_WHAT IS REQUIRED_
The answer should be each line from the entries below that has the word "dirt" in it.

=== Begin Enclosure ===

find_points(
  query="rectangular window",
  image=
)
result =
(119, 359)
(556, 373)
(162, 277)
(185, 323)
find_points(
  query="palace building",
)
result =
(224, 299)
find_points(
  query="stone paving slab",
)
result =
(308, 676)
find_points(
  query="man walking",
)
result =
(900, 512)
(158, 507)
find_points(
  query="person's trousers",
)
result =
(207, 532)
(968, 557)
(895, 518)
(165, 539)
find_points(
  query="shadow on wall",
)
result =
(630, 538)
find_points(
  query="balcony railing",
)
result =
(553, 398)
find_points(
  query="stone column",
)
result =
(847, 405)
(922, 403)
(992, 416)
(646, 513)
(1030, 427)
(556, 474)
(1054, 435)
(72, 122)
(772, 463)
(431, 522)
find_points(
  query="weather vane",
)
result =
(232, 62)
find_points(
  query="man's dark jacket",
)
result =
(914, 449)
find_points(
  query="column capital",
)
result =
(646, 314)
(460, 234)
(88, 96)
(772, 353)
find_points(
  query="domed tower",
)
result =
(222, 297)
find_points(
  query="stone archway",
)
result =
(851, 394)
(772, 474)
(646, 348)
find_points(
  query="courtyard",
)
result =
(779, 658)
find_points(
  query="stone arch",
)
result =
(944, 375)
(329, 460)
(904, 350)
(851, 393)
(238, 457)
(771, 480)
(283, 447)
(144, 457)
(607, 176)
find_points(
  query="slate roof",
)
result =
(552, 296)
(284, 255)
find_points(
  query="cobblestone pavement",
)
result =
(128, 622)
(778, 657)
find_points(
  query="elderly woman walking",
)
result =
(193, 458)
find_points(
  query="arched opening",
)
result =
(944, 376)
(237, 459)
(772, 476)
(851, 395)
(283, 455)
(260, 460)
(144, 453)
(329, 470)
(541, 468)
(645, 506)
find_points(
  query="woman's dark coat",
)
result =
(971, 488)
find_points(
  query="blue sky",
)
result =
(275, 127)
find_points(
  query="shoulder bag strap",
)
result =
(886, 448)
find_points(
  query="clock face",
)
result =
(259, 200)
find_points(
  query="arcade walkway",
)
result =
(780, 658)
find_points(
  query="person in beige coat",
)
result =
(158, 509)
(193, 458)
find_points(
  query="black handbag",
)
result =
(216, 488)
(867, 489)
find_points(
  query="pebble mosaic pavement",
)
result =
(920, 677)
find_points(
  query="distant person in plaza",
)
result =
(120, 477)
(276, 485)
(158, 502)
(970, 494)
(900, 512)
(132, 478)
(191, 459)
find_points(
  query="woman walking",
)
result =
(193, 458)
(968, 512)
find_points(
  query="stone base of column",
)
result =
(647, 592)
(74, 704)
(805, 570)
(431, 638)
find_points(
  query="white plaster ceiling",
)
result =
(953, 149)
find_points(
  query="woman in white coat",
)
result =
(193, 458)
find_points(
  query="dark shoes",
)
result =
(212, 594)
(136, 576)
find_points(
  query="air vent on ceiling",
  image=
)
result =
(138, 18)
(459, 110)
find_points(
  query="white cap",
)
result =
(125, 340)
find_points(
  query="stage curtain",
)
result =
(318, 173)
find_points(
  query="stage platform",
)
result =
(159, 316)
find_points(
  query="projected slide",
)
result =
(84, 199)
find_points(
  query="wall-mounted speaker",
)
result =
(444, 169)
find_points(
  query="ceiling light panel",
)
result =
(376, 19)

=== End Enclosure ===
=== Begin Enclosure ===

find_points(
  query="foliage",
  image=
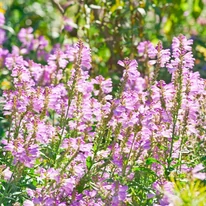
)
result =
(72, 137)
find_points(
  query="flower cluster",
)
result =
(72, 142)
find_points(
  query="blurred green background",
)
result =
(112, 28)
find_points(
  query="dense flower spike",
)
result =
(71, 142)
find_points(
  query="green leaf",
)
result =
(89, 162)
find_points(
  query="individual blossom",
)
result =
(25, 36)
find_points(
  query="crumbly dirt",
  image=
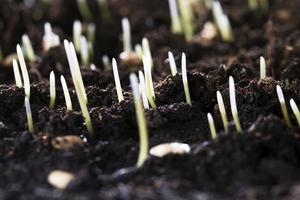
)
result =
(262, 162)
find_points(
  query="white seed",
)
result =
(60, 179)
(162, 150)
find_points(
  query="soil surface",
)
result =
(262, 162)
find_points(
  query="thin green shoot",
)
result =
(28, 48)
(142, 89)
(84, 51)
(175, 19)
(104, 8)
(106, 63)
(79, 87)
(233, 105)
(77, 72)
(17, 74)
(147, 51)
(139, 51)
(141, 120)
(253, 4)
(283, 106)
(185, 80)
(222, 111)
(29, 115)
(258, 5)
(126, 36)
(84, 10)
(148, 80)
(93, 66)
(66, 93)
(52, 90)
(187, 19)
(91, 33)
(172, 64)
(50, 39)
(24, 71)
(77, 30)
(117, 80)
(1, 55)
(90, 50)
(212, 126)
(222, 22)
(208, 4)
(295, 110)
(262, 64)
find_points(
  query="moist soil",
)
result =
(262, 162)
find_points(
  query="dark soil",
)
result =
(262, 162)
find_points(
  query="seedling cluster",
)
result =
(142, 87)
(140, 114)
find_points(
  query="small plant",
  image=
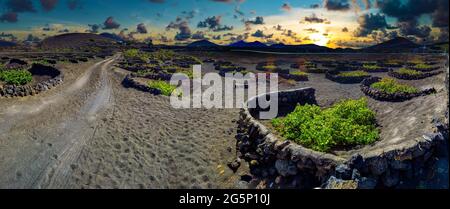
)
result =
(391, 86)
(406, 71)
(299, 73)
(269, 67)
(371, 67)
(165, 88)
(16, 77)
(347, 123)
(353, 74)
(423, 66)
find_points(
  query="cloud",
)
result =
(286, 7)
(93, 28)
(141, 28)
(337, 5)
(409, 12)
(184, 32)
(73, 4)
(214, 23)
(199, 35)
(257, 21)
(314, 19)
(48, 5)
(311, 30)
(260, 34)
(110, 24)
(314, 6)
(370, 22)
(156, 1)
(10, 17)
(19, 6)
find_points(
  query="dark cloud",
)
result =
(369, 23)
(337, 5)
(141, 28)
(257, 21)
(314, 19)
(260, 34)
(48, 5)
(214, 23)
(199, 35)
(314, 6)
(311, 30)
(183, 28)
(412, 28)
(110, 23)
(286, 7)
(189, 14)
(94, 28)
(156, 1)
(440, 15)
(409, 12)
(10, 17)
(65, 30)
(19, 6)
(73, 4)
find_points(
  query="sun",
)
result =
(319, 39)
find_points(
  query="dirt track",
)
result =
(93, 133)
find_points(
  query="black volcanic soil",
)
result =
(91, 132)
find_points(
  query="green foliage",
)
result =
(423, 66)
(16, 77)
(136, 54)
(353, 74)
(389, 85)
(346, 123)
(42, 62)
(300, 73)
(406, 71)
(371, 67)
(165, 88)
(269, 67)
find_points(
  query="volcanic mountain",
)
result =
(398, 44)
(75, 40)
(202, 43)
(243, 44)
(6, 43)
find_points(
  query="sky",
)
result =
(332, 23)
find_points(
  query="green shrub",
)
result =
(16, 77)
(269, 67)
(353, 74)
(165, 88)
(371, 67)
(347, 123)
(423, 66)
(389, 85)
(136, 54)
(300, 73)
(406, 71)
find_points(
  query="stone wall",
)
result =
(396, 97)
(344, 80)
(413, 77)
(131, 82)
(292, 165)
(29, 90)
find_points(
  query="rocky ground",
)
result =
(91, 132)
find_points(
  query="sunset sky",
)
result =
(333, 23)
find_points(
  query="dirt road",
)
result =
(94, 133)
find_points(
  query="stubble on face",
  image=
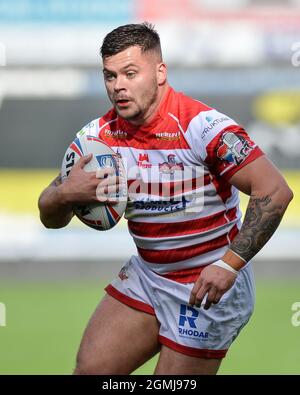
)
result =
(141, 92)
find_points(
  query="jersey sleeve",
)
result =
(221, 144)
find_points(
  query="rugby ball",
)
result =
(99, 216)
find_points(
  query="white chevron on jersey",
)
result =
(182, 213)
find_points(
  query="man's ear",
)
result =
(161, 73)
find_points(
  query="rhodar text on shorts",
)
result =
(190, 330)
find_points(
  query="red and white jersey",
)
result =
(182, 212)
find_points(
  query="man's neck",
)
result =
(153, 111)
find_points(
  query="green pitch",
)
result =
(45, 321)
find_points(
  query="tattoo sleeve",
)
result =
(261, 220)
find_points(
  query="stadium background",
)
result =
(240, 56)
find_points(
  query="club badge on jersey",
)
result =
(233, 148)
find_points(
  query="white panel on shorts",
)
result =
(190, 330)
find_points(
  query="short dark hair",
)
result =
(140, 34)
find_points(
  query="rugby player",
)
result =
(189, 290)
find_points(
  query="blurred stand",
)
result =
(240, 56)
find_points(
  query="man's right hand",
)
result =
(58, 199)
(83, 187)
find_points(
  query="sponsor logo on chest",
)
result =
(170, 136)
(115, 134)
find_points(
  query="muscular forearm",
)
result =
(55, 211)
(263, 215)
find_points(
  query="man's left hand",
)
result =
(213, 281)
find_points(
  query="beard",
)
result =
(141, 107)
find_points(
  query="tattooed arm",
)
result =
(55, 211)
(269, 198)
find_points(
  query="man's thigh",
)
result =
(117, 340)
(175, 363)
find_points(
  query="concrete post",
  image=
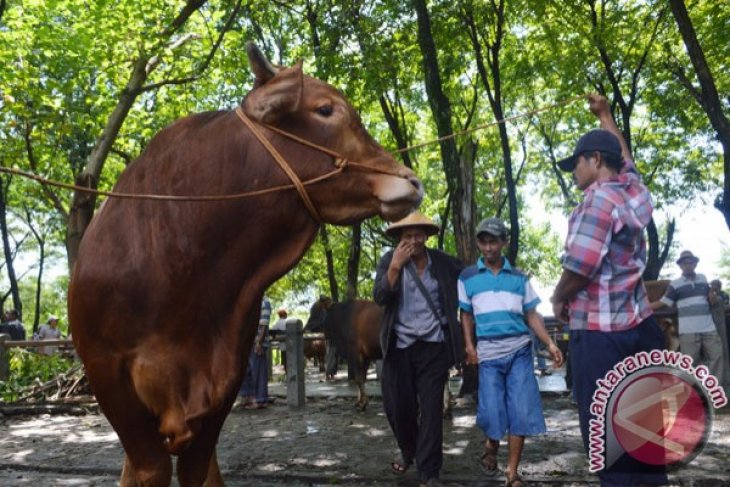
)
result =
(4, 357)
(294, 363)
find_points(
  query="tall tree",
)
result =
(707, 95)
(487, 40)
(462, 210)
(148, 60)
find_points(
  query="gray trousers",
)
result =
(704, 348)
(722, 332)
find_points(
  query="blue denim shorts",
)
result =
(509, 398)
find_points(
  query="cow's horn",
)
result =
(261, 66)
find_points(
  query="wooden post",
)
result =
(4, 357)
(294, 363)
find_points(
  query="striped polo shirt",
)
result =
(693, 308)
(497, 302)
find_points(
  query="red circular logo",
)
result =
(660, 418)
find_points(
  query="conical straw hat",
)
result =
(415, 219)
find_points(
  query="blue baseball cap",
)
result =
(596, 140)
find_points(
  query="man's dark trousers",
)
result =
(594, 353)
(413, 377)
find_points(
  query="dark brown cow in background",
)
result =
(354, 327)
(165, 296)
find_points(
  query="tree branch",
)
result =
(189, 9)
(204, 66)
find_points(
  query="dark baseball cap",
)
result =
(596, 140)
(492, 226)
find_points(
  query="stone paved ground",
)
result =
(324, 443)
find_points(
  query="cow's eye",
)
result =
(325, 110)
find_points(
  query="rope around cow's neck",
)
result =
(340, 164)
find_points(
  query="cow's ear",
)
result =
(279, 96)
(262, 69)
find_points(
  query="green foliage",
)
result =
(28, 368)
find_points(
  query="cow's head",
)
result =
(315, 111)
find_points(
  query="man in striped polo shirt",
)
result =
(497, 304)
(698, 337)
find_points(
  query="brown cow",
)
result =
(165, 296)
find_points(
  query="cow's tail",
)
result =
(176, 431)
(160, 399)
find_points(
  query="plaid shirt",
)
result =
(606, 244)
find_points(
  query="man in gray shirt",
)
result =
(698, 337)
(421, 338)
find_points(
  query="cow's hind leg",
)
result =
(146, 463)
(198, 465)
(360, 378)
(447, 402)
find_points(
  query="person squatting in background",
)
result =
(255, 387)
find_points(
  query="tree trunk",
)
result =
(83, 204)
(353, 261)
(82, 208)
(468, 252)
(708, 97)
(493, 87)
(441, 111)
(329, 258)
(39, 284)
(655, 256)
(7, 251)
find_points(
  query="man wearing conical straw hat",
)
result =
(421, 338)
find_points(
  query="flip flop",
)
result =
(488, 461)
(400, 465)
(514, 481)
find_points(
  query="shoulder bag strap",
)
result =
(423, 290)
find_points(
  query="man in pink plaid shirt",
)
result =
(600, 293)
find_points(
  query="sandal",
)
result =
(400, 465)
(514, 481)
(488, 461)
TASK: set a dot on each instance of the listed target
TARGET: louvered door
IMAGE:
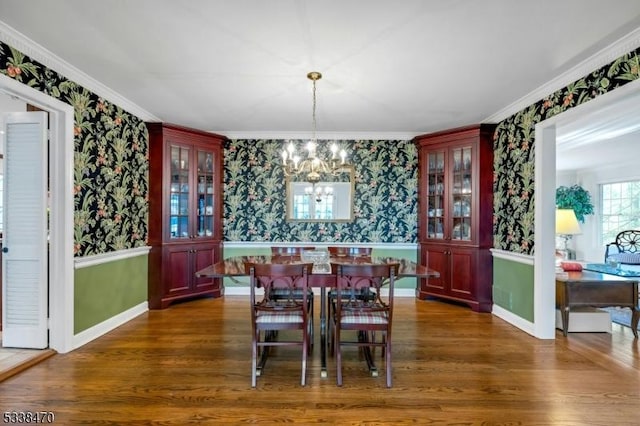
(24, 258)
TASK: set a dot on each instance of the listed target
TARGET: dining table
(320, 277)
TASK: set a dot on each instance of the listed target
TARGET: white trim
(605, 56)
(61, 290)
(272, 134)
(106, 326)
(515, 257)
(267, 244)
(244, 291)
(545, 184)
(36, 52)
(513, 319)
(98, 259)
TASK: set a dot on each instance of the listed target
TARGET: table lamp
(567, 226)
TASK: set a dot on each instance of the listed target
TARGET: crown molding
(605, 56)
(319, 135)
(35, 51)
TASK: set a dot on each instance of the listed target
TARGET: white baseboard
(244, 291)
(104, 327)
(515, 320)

=== End Enclosure ===

_EXERCISE ANSWER_
  query="crumbly dirt",
  query="dirt track",
  query="dirt road",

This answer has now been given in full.